* What you need to do
(A) List the areas of the factory that the IIoT modernization text says should be connected across a standardized IIoT bus.
(B) Return the section of the IIoT modernization text that starts at "IT/OT Priorities: A" and ends at "and IT systems.".

** Start of Supplied passage **

IT/OT Priorities: A successful modernization project needs to include experts from the operations side (OT) and the enterprise IT side (IT).
The goal is to connect the various functions of the factory across a standardized IIoT bus:
Automation area: Factory machines, sensors and gateways. Data needs to be able to flow between the machines and the sensors and gateways. The gateways are typically used to communicate with other areas in the factory architecture.
Manufacturing area: Systems used to control the factory equipment such as SCADA and MES systems.
Factory area: Systems used to manage the entire factory such as PLM (Product Lifecycle Management) and OEE (Overall Equipment Effectiveness) systems.
Cloud: Connectivity to the enterprise IT systems of the organization that allows for deeper integration between the OT and IT systems.
The majority of SCADA and MES systems on the market come with support for MQTT.
Unified Namespace (UNS) is a novel solution that allows you to collect data from various industrial IoT (IIoT) systems, add context to it, and transform it into a format that other systems can understand.
Remember to stop the mosquitto container.
Ensure the Mosquitto Broker has been stopped.
docker stop mosquitto
Copy over the required files.
cd
mkdir -p ~/Streaming/HiveMQ4 && cd "$_"
cp -R ~/Workshop--Data-Integration/Labs/'Module 7 - Workflows'/'Streaming Data'/HiveMQ/* .

** End of Supplied passage **
** Start of Raw data **

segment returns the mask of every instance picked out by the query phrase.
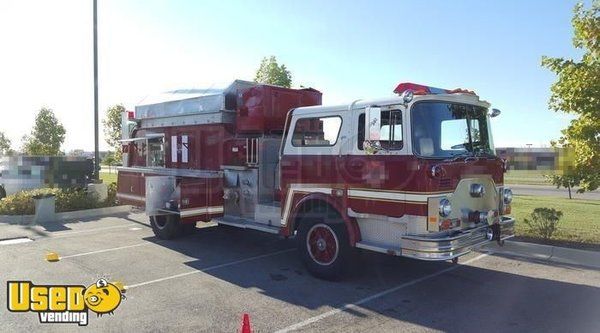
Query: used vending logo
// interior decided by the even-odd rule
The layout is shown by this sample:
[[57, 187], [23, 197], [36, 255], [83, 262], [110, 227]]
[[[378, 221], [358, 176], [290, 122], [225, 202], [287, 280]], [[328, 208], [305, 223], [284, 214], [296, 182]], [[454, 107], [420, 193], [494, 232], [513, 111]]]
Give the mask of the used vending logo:
[[34, 285], [31, 281], [9, 281], [8, 310], [37, 312], [40, 323], [88, 324], [88, 310], [97, 316], [112, 314], [125, 295], [105, 279], [87, 288], [82, 285]]

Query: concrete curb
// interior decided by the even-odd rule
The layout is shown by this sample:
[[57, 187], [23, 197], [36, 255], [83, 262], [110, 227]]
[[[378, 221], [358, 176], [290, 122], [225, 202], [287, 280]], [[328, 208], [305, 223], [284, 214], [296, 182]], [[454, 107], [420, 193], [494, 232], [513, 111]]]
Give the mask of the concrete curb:
[[495, 244], [484, 248], [499, 254], [533, 258], [567, 265], [582, 265], [600, 269], [600, 252], [570, 249], [566, 247], [506, 241], [503, 247]]
[[[122, 205], [105, 208], [84, 209], [72, 212], [56, 213], [57, 221], [85, 219], [90, 217], [106, 216], [131, 212], [132, 206]], [[35, 215], [0, 215], [0, 222], [9, 224], [32, 224]], [[50, 222], [51, 223], [51, 222]]]

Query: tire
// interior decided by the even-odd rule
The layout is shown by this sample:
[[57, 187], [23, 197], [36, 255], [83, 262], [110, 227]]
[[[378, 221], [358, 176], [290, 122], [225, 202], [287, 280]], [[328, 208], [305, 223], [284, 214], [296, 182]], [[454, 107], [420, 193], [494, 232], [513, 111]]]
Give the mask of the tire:
[[181, 236], [183, 225], [179, 223], [177, 215], [150, 216], [150, 225], [156, 237], [160, 239], [174, 239]]
[[[323, 217], [303, 219], [298, 227], [298, 253], [306, 269], [324, 280], [339, 280], [351, 255], [343, 223]], [[336, 223], [337, 222], [337, 223]]]
[[181, 233], [185, 236], [191, 235], [196, 231], [196, 222], [194, 223], [182, 223]]

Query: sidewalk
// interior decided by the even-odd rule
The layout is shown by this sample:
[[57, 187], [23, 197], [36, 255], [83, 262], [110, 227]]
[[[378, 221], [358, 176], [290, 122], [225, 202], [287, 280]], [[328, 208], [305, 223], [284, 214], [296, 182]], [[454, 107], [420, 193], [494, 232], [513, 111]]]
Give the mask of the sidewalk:
[[600, 269], [600, 252], [570, 249], [552, 245], [542, 245], [517, 241], [506, 241], [503, 247], [495, 243], [483, 247], [499, 254], [533, 258], [548, 262], [583, 265]]

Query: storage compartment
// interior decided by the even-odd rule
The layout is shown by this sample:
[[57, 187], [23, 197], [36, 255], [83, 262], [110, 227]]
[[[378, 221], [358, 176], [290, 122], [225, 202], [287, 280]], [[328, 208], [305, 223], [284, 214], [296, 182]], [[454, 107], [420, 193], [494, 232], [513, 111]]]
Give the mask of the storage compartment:
[[239, 133], [282, 133], [290, 109], [321, 104], [320, 91], [260, 85], [241, 94], [236, 126]]

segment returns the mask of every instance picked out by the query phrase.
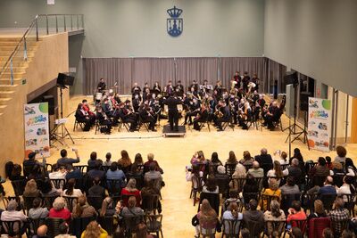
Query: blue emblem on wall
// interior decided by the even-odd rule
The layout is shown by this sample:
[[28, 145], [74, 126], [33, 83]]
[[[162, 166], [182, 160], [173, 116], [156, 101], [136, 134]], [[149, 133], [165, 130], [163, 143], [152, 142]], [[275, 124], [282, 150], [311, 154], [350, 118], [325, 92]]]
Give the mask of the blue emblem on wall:
[[176, 6], [167, 11], [171, 17], [167, 19], [167, 31], [171, 37], [178, 37], [184, 29], [184, 21], [182, 18], [179, 18], [182, 12], [182, 9], [177, 8]]

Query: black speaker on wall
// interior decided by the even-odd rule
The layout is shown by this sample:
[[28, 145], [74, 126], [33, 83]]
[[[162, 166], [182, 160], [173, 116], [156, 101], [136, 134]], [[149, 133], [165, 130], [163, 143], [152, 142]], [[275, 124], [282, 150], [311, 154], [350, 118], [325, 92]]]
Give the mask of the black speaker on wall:
[[309, 92], [300, 93], [300, 110], [303, 111], [309, 111], [309, 96], [311, 96]]
[[42, 101], [48, 103], [48, 114], [54, 115], [54, 97], [53, 95], [44, 95]]
[[284, 79], [286, 85], [297, 86], [299, 84], [296, 71], [287, 71], [284, 76]]
[[59, 73], [57, 76], [57, 85], [62, 87], [65, 86], [73, 86], [74, 77], [63, 73]]

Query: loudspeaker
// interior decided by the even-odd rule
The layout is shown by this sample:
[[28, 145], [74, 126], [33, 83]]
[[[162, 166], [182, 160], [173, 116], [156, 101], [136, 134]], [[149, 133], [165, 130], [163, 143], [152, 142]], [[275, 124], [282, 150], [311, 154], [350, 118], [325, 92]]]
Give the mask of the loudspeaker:
[[48, 103], [48, 114], [54, 115], [54, 97], [53, 95], [45, 95], [42, 97], [42, 101]]
[[57, 77], [57, 85], [59, 86], [73, 86], [74, 77], [63, 73], [59, 73]]
[[300, 93], [300, 110], [303, 111], [309, 111], [309, 96], [311, 94], [309, 92]]
[[286, 85], [295, 85], [297, 86], [299, 84], [299, 80], [297, 79], [297, 72], [296, 71], [287, 71], [284, 76], [285, 82]]
[[295, 90], [293, 85], [286, 85], [286, 103], [285, 104], [285, 113], [287, 117], [294, 117]]

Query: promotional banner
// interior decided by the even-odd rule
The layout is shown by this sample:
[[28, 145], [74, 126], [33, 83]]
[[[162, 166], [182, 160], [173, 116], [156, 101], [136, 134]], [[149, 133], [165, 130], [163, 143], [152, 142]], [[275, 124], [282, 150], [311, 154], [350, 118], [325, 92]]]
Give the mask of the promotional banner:
[[331, 101], [309, 97], [308, 143], [310, 148], [329, 152]]
[[37, 158], [50, 156], [48, 103], [24, 105], [25, 156], [36, 152]]

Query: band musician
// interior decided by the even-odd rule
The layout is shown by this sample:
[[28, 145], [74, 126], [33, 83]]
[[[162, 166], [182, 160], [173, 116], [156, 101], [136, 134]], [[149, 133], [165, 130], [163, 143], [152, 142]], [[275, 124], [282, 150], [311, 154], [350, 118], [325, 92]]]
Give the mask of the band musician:
[[181, 100], [176, 97], [176, 94], [169, 96], [163, 101], [163, 103], [168, 105], [169, 110], [169, 123], [171, 131], [178, 131], [178, 104], [181, 103]]
[[208, 110], [204, 103], [202, 103], [201, 110], [198, 111], [197, 116], [194, 119], [194, 129], [200, 130], [199, 122], [205, 122], [208, 119]]
[[98, 90], [98, 93], [104, 93], [104, 91], [105, 91], [105, 89], [106, 89], [106, 84], [105, 84], [105, 82], [104, 82], [104, 78], [101, 78], [100, 80], [99, 80], [99, 84], [98, 84], [98, 86], [96, 86], [96, 89]]
[[213, 114], [213, 122], [218, 131], [223, 131], [222, 122], [228, 122], [230, 119], [230, 111], [227, 104], [220, 101], [217, 105], [217, 110]]

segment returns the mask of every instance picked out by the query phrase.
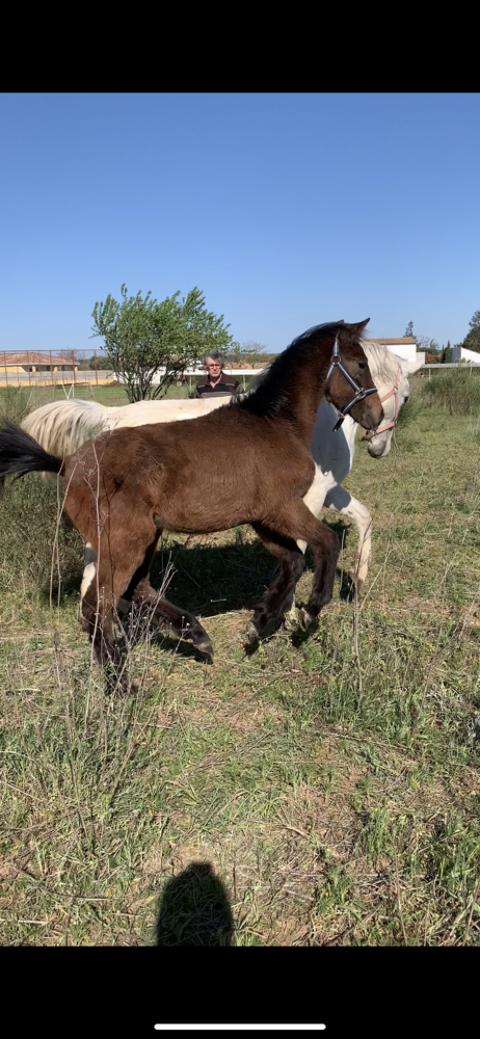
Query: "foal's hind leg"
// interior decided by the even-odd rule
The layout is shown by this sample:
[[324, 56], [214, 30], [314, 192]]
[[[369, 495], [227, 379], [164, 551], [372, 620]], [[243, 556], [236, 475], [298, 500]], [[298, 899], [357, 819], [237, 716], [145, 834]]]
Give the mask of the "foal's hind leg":
[[146, 608], [149, 620], [152, 623], [159, 628], [168, 628], [178, 638], [191, 638], [195, 648], [211, 660], [213, 658], [212, 643], [205, 628], [198, 623], [193, 613], [172, 606], [150, 583], [150, 568], [160, 534], [161, 531], [158, 530], [154, 541], [149, 545], [144, 559], [133, 575], [129, 587], [119, 601], [118, 607], [124, 608], [125, 612], [125, 607], [128, 608], [129, 602], [133, 602], [135, 606]]
[[[301, 499], [288, 503], [275, 517], [275, 532], [295, 542], [304, 540], [314, 550], [314, 583], [306, 607], [301, 612], [302, 627], [308, 628], [331, 598], [340, 552], [339, 539], [335, 531], [313, 515]], [[300, 553], [297, 544], [295, 548]], [[303, 558], [301, 554], [300, 558]]]
[[[156, 536], [154, 534], [152, 538], [152, 531], [149, 530], [143, 532], [143, 538], [137, 531], [134, 554], [122, 541], [113, 552], [106, 536], [100, 538], [97, 553], [89, 543], [85, 549], [81, 624], [88, 633], [97, 662], [107, 671], [108, 685], [116, 685], [122, 693], [128, 691], [129, 683], [123, 672], [122, 658], [114, 642], [114, 615], [122, 596], [128, 593], [132, 569], [134, 574], [139, 570], [152, 545], [155, 551], [155, 544]], [[125, 607], [128, 609], [128, 603]]]
[[281, 574], [262, 596], [248, 623], [248, 645], [254, 646], [266, 628], [281, 619], [303, 569], [304, 558], [291, 538], [286, 538], [262, 524], [254, 523], [251, 526], [269, 552], [282, 561]]

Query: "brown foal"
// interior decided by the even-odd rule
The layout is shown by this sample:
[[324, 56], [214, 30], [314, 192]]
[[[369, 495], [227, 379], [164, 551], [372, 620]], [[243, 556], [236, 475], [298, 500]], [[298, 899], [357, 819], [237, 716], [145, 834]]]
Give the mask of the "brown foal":
[[[0, 430], [0, 478], [34, 470], [61, 472], [64, 478], [66, 513], [92, 547], [82, 627], [119, 691], [129, 688], [113, 635], [119, 600], [148, 604], [153, 621], [191, 638], [207, 658], [213, 654], [196, 617], [150, 584], [163, 530], [207, 534], [250, 524], [281, 561], [279, 576], [248, 624], [252, 647], [267, 627], [278, 623], [301, 574], [297, 540], [311, 544], [315, 558], [302, 625], [313, 623], [329, 602], [338, 537], [302, 498], [314, 478], [310, 445], [323, 396], [339, 410], [348, 408], [365, 429], [381, 422], [381, 403], [358, 343], [367, 324], [336, 322], [309, 329], [277, 356], [248, 397], [180, 428], [156, 423], [104, 433], [63, 459], [49, 455], [17, 427]], [[340, 366], [330, 366], [334, 352]]]

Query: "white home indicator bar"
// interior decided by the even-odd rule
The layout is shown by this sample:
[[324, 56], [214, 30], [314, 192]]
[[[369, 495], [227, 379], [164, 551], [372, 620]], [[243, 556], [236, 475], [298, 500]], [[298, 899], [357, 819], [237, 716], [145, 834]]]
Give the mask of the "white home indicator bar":
[[324, 1032], [326, 1024], [154, 1024], [157, 1032]]

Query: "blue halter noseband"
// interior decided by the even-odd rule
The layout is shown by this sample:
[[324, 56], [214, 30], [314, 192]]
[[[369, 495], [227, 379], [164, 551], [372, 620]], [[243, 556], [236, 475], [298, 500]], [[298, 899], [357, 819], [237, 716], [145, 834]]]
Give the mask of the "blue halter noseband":
[[377, 388], [376, 387], [371, 387], [370, 390], [363, 390], [362, 387], [359, 387], [358, 383], [355, 382], [354, 379], [352, 379], [351, 375], [348, 374], [347, 369], [344, 368], [344, 366], [342, 365], [342, 362], [340, 359], [339, 337], [338, 336], [336, 336], [336, 339], [335, 339], [334, 353], [331, 354], [330, 367], [328, 369], [327, 376], [326, 376], [326, 379], [325, 379], [325, 385], [328, 382], [328, 379], [330, 378], [330, 375], [331, 375], [331, 373], [334, 371], [334, 368], [338, 368], [339, 372], [342, 372], [342, 375], [344, 376], [344, 378], [346, 378], [347, 382], [350, 383], [352, 390], [354, 390], [354, 396], [348, 402], [348, 404], [345, 404], [344, 407], [338, 407], [337, 408], [337, 410], [340, 411], [340, 418], [339, 418], [339, 421], [337, 422], [337, 424], [334, 426], [332, 432], [335, 433], [335, 432], [337, 432], [338, 429], [340, 429], [340, 427], [341, 427], [341, 425], [343, 423], [343, 420], [344, 420], [345, 416], [348, 415], [350, 408], [353, 407], [354, 404], [357, 404], [358, 401], [365, 400], [366, 397], [370, 397], [371, 393], [377, 393]]

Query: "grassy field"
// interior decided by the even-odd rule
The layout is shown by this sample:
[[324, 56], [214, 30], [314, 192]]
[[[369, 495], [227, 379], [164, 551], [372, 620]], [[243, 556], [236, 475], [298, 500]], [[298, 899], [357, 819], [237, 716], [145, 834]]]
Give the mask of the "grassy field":
[[358, 445], [348, 479], [374, 517], [357, 610], [355, 534], [326, 513], [343, 549], [317, 632], [247, 657], [273, 558], [247, 528], [169, 536], [154, 584], [215, 662], [137, 639], [128, 701], [90, 665], [55, 489], [7, 486], [3, 945], [479, 944], [480, 420], [423, 406], [421, 382], [390, 455]]

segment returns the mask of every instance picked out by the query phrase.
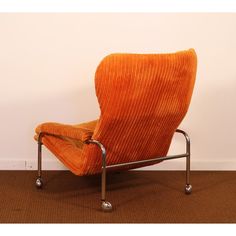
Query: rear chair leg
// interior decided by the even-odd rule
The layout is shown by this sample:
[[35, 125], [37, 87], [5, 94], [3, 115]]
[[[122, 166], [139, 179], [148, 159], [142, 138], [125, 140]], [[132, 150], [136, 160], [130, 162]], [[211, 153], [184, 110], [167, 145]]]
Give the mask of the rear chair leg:
[[105, 147], [97, 140], [91, 139], [87, 141], [87, 143], [94, 143], [96, 144], [102, 151], [102, 179], [101, 179], [101, 185], [102, 185], [102, 210], [105, 212], [109, 212], [112, 210], [112, 205], [110, 202], [106, 201], [106, 149]]
[[38, 138], [38, 177], [36, 179], [35, 185], [37, 188], [43, 187], [43, 180], [42, 180], [42, 134], [39, 134], [39, 138]]
[[192, 185], [190, 184], [190, 138], [185, 133], [186, 138], [186, 186], [185, 186], [185, 193], [190, 194], [192, 192]]

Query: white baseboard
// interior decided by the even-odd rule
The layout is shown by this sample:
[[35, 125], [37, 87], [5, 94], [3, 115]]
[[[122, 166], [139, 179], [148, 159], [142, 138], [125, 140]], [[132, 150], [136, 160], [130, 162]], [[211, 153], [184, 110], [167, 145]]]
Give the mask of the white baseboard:
[[[0, 159], [0, 170], [36, 170], [37, 160]], [[44, 159], [43, 170], [67, 170], [57, 159]], [[185, 160], [169, 160], [137, 170], [185, 170]], [[191, 170], [234, 170], [236, 160], [191, 160]]]

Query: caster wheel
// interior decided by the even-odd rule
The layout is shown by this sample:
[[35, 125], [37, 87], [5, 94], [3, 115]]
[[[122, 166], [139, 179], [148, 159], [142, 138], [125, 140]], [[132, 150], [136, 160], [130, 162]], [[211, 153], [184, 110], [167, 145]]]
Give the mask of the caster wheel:
[[192, 185], [191, 184], [187, 184], [185, 186], [185, 193], [186, 194], [190, 194], [192, 192], [192, 189], [193, 189]]
[[35, 185], [37, 188], [42, 188], [43, 187], [43, 180], [41, 178], [37, 178]]
[[102, 201], [102, 210], [105, 212], [112, 211], [112, 205], [110, 202]]

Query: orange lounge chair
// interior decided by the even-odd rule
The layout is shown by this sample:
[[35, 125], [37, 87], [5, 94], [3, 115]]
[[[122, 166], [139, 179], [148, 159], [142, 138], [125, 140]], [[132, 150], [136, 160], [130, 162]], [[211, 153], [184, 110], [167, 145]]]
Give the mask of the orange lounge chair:
[[[186, 158], [185, 192], [191, 193], [190, 139], [177, 129], [192, 96], [197, 68], [193, 49], [169, 54], [111, 54], [99, 64], [95, 86], [101, 114], [79, 125], [43, 123], [36, 128], [38, 178], [42, 187], [41, 148], [45, 145], [75, 175], [102, 173], [102, 209], [106, 171], [127, 170]], [[166, 156], [175, 132], [186, 152]]]

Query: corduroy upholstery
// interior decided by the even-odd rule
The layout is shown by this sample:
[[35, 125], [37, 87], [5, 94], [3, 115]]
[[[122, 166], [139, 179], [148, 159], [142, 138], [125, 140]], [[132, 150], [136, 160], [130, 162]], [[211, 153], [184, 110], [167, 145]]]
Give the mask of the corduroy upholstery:
[[105, 146], [107, 165], [166, 156], [188, 110], [196, 68], [193, 49], [111, 54], [95, 75], [99, 119], [79, 125], [44, 123], [36, 133], [47, 133], [43, 144], [76, 175], [101, 172], [101, 151], [84, 143], [91, 138]]

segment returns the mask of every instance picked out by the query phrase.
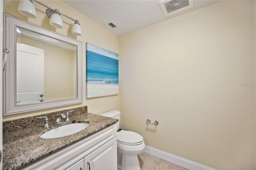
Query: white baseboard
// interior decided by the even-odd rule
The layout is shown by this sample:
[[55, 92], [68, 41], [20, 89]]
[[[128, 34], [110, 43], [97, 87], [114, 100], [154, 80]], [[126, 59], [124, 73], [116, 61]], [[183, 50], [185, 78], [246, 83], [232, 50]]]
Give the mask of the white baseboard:
[[148, 146], [146, 145], [144, 152], [189, 170], [215, 170], [215, 169], [212, 168], [166, 152]]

** End of Raw data **

* Answers for this exercise
(A)
Automation area
Manufacturing area
Factory area
Cloud

(B)
IT/OT Priorities: A successful modernization project needs to include experts from the operations side (OT) and the enterprise IT side (IT).
The goal is to connect the various functions of the factory across a standardized IIoT bus:
Automation area: Factory machines, sensors and gateways. Data needs to be able to flow between the machines and the sensors and gateways. The gateways are typically used to communicate with other areas in the factory architecture.
Manufacturing area: Systems used to control the factory equipment such as SCADA and MES systems.
Factory area: Systems used to manage the entire factory such as PLM (Product Lifecycle Management) and OEE (Overall Equipment Effectiveness) systems.
Cloud: Connectivity to the enterprise IT systems of the organization that allows for deeper integration between the OT and IT systems.